Rewrite the items from the line containing "Tag every instance of the grassy" through the end of the items, substituting "stone cottage" for "stone house" and leaving everything else unchanged.
==== RECORD EXCERPTS
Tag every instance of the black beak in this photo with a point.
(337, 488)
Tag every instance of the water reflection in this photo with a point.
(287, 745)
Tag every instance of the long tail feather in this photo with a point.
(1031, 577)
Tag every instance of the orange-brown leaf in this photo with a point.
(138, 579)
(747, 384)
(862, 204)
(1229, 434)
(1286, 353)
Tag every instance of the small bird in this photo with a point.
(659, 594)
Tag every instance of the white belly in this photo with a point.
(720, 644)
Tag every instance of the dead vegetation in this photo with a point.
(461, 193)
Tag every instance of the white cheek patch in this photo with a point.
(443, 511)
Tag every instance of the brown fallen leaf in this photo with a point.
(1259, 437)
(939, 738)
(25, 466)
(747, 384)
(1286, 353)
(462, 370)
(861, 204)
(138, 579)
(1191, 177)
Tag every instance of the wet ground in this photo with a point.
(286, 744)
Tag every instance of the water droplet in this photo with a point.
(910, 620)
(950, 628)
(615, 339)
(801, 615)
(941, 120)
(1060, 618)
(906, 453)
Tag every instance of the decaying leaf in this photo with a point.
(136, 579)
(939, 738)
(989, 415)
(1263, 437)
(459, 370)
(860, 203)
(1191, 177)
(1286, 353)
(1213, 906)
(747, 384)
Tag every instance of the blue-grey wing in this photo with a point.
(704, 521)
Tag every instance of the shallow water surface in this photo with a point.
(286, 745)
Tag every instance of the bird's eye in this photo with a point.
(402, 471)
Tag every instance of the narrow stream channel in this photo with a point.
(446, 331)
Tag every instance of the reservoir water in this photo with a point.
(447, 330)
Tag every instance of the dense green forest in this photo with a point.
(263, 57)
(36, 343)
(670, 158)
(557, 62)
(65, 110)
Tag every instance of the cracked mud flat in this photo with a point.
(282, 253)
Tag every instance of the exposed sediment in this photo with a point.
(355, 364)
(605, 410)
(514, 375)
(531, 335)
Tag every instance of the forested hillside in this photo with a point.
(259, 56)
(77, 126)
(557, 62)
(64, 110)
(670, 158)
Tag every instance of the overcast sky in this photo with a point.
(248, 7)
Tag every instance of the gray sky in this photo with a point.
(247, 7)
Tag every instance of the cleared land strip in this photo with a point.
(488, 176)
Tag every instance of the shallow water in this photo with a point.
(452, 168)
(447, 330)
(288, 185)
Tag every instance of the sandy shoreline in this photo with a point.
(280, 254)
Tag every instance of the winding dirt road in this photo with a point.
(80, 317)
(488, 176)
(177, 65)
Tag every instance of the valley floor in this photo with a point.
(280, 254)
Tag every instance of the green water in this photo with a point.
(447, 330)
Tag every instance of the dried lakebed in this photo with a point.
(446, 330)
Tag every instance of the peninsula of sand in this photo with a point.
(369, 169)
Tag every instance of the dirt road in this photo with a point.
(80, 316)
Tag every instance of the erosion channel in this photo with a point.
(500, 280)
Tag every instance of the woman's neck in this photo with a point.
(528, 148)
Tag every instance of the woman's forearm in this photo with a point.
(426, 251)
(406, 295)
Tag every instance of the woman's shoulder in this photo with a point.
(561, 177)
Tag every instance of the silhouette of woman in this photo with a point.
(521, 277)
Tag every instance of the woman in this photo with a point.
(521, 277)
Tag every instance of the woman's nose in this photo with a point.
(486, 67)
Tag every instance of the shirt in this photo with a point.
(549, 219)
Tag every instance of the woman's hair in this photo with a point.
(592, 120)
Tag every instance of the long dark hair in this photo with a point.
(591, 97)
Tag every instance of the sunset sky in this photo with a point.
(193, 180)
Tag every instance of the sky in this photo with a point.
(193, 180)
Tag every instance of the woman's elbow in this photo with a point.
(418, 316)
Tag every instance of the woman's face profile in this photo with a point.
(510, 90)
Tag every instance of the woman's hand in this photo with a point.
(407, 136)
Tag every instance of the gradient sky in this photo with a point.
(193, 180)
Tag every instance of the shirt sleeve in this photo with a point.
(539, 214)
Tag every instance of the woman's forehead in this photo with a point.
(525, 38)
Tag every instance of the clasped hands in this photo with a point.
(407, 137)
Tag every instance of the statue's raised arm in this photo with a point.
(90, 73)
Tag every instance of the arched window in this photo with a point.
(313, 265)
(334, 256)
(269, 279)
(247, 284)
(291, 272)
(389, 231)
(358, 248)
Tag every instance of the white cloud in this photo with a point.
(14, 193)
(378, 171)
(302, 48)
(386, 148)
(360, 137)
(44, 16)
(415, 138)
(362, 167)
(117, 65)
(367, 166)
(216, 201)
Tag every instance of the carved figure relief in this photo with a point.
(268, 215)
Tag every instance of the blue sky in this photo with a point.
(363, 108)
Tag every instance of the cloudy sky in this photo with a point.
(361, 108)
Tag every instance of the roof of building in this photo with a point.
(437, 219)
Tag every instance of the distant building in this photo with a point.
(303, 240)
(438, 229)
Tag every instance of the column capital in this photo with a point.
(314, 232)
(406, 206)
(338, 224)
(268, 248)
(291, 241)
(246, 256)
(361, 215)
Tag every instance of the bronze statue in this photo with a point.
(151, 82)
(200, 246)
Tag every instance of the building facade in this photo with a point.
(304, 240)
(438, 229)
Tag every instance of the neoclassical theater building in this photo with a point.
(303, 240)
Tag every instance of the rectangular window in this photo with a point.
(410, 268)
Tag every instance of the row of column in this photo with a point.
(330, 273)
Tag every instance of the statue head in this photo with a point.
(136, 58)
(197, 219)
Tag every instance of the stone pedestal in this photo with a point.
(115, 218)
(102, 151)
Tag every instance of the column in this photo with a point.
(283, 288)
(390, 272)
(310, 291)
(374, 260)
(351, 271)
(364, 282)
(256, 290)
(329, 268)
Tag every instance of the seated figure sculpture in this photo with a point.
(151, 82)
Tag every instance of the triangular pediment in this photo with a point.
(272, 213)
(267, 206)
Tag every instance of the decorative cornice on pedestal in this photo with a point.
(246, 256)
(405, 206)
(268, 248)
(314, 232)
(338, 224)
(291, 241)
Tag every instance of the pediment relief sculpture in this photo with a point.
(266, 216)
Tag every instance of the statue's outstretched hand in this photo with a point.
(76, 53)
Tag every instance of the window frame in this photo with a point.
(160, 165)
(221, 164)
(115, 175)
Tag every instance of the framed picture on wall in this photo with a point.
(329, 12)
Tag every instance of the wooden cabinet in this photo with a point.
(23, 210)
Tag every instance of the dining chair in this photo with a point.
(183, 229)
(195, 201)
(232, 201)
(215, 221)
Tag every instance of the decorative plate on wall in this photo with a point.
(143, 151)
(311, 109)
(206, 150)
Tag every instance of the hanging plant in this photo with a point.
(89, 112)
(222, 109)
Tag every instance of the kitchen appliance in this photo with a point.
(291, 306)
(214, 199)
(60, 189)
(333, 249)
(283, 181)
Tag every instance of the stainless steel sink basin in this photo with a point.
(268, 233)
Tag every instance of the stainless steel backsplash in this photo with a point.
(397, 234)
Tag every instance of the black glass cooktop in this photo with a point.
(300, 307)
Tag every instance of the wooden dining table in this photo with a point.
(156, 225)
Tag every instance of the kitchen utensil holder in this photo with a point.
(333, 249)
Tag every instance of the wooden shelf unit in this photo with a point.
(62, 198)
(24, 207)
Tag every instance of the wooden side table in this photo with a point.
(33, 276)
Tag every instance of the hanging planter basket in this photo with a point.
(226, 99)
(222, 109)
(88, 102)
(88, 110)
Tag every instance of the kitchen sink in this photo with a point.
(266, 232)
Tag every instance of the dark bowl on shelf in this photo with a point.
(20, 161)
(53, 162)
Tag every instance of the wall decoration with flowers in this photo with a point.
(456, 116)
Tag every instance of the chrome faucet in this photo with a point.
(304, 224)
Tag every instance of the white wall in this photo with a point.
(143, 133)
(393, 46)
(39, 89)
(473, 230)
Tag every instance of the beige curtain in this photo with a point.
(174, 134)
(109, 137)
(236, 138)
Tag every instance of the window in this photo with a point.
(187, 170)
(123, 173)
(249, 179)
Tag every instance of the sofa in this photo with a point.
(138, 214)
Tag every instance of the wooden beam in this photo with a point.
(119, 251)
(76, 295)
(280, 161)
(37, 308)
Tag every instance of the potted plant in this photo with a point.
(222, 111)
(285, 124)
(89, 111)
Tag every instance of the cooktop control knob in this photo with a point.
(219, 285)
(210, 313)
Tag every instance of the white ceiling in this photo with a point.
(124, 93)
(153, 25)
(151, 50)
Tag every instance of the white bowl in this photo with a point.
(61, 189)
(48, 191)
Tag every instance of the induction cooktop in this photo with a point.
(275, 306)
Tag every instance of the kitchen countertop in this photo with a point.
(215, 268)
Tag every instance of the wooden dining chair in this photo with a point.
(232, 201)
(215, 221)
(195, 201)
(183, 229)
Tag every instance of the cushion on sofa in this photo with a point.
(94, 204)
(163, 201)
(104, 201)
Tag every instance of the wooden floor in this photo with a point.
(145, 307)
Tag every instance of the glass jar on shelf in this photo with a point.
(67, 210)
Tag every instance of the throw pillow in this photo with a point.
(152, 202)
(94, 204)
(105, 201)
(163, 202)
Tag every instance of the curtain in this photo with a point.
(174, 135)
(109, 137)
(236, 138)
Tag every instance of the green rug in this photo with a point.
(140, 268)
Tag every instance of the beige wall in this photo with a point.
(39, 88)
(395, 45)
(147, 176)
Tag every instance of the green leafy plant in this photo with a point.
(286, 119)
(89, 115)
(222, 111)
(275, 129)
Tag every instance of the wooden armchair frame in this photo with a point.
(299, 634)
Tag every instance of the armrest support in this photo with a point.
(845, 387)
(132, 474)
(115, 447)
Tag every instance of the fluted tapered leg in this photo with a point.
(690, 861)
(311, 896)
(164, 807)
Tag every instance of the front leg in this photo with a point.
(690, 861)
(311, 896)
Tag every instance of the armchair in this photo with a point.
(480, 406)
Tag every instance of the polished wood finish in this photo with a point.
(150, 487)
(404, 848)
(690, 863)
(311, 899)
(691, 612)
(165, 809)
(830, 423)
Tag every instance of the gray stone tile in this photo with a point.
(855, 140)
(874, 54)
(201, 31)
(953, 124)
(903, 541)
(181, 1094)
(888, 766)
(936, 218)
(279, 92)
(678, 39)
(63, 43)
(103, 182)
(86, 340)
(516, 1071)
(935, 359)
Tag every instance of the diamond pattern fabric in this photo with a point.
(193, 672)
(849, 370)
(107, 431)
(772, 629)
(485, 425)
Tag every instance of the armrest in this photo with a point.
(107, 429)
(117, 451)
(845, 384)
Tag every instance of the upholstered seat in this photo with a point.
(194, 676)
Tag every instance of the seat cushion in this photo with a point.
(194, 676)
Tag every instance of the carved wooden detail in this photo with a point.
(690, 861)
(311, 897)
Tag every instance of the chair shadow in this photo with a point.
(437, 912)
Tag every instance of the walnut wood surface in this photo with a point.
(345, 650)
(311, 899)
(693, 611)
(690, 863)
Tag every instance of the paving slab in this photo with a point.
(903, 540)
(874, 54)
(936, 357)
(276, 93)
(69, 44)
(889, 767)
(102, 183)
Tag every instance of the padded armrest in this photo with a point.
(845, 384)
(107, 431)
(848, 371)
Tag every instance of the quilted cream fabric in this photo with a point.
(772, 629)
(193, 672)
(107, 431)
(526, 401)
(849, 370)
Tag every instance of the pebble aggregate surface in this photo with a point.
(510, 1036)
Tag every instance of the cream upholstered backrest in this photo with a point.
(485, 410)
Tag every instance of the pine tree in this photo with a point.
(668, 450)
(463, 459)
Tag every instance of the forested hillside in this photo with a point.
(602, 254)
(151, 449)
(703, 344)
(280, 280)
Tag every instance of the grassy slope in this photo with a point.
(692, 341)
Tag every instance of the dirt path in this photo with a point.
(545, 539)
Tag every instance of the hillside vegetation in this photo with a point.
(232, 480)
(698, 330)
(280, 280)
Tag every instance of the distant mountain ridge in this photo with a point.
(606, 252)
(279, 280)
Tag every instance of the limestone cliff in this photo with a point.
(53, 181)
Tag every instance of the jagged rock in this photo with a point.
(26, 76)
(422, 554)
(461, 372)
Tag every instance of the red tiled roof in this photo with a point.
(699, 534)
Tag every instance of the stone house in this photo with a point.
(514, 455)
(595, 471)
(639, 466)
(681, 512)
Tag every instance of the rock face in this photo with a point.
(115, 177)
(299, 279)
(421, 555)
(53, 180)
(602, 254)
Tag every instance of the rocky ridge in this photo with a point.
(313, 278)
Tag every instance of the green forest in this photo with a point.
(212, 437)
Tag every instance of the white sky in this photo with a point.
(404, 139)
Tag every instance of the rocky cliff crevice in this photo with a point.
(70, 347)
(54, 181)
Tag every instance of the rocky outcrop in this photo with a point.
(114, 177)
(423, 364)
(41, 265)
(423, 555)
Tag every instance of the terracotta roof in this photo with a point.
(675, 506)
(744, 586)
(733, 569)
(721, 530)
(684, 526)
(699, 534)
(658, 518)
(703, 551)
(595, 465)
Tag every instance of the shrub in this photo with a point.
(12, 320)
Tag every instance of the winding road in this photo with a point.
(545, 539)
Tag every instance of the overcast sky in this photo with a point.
========
(RESPONSE FOR THIS EXERCISE):
Tag every instance of the grassy slope in this photo with a point.
(692, 341)
Tag every instance of the dirt path in this photo with a point.
(545, 539)
Tag every instance of the hillside vegetation in this photo with a point.
(232, 480)
(698, 330)
(280, 280)
Tag every instance of the distant mountain ridge in this photo with a point.
(606, 252)
(279, 280)
Tag every instance of the limestone cliff in this photo with a point.
(53, 181)
Tag every instance of the jagged rock in this photo with a point.
(26, 76)
(422, 554)
(461, 372)
Tag every instance of the red tiled roof in this photo with a point.
(699, 534)
Tag every instance of the stone cottage in this photo with a point.
(514, 455)
(595, 471)
(639, 466)
(681, 512)
Tag every instance of the rock face in this photo with a point.
(115, 177)
(299, 279)
(421, 555)
(53, 180)
(602, 254)
Tag every instance of the rocky ridge in this photo with a point.
(313, 278)
Tag every instance of the green forest in this photo with a point.
(212, 437)
Tag every instance of the white sky in this photo with a point.
(404, 139)
Tag every instance of the rocky cliff crevice in this photo with a point.
(70, 347)
(54, 181)
Tag every instance of the rocky outcrop in this photo with a point.
(114, 177)
(423, 364)
(41, 265)
(423, 555)
Tag every instance of the terracotta roof in this photo with a point.
(675, 506)
(744, 586)
(733, 569)
(721, 530)
(684, 526)
(699, 534)
(658, 518)
(703, 551)
(595, 465)
Tag every instance of the shrub in this photo with a point.
(12, 320)
Tag every instance of the winding road in this photo with a point.
(545, 539)
Tag every instance of the overcast sky in this photo with a point.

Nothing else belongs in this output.